» **Extracted text**:
# Vermiculite in substrate



## fishcrazy (Feb 15, 2006)

has anybody mixed only vermiculite to their gravel and had success?? if yes, is there a big difference than w/o it??


----------



## AaronT (Apr 26, 2004)

I wouldn't do it. It'll all float to the top of the tank every chance it gets and you'll be netting it out for eons.


----------



## plantbrain (Jan 23, 2004)

Bad idea.

Regards, 
Tom Barr


----------



## dkfennell (Apr 19, 2005)

Vermiculite has to be rolled into something the consistency of garden loam in order to stay down. You do it by kneading wet vermiculite into slightly moist dirt, as you would a pastry dough. If you don't roll it into something like dirt, it will, as everyone has suggested, float. There's no way to waterlog it.


----------



## fishcrazy (Feb 15, 2006)

I was testing some of the vermiculite i got from my garden center. i found out they sink after a week soaking in water, however i haven't crushed it up yet, so maybe they'll start to float when i do.

are there any benifits of having vermiculite mixed with the gravel?


----------



## AaronT (Apr 26, 2004)

There's no benefit really. It's in soil to provide aeration. You should get plenty of that with just plain gravel.


----------



## dkfennell (Apr 19, 2005)

» **Data shown**:
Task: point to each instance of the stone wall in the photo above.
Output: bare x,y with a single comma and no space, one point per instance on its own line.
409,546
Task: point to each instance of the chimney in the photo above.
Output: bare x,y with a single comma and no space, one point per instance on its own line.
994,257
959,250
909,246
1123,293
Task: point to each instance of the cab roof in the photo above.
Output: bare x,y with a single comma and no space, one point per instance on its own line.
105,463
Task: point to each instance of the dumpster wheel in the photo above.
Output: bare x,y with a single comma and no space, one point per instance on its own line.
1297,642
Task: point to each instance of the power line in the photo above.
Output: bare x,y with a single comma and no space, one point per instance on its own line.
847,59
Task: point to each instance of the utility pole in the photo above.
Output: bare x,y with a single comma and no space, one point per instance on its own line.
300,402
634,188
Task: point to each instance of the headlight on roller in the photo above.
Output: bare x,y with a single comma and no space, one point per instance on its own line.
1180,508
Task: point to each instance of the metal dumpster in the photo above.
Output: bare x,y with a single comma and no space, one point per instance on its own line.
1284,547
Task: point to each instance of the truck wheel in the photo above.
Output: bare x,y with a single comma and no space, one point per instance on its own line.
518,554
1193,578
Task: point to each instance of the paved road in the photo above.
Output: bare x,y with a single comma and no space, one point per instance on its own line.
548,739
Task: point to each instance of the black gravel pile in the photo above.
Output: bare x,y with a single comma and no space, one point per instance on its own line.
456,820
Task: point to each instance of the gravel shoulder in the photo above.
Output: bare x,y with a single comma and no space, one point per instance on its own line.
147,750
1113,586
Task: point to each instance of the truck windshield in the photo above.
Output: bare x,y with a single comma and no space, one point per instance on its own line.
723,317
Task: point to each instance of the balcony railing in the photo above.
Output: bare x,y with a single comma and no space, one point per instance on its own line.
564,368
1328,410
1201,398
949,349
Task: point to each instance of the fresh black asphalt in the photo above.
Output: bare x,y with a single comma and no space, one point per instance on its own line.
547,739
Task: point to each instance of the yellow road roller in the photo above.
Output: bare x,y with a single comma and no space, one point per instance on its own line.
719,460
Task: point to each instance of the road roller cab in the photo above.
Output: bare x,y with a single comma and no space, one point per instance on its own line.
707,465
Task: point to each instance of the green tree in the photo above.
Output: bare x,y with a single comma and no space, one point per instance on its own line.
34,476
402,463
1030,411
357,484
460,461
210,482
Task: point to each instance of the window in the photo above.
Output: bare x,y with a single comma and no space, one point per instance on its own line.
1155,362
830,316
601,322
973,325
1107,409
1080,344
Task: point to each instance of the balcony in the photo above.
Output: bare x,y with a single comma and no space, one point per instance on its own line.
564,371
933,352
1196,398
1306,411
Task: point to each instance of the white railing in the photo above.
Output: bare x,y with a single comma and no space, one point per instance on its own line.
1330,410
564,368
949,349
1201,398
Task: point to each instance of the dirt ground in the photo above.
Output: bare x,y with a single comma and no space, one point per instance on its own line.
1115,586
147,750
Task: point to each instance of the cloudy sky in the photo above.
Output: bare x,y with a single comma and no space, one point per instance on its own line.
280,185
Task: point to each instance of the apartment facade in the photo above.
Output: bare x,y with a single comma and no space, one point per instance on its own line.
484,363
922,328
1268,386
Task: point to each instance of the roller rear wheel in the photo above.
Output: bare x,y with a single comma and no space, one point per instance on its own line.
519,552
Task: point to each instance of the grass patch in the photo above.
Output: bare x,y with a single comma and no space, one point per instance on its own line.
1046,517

» **Task set**:
- A) In two sentences, what does the forum thread on vermiculite in gravel say?
- B) According to the vermiculite thread, how should wet vermiculite be worked into slightly moist dirt?
- C) Carry on the vermiculite thread from its last heading by writing the post that belongs under it.

» **Written answers**:
- A) Someone asked whether mixing vermiculite into gravel works, and the replies called it a bad idea, warning that it floats to the top unless it is kneaded into something like moist dirt. The asker then said a garden-center sample sank after a week of soaking and asked whether it had any benefit; one reply said there was none really, since it gives soil aeration and plain gravel already provides plenty.

- B) By kneading it in, as you would a pastry dough.

- C)
The possible advantage would be to provide a very high number of cation exchange site where roots can "exchange" H+ for nutrient cations that the clay holds (K+, NH4+, Ca++, etc). Vermiculite has a much higher cation exchange capacity than laterite, and even, I think, peat. 

Now whether has any proven benefit (particularly in our tanks where we add a veritable "soup" of nutrients to the water column), I don't know, nor have I seen anything empirical on it. I will say when I replanted plants into a substrate with vermiculite and peat, I got very good initial growth and within a week I got blossoms (although this might have been due to a change in the photoperiod). I personally also think it's easier to root swords in clay than in gravel. But I don't do a lot of moving plants around, so I look for more or less permanency in a rooting medium.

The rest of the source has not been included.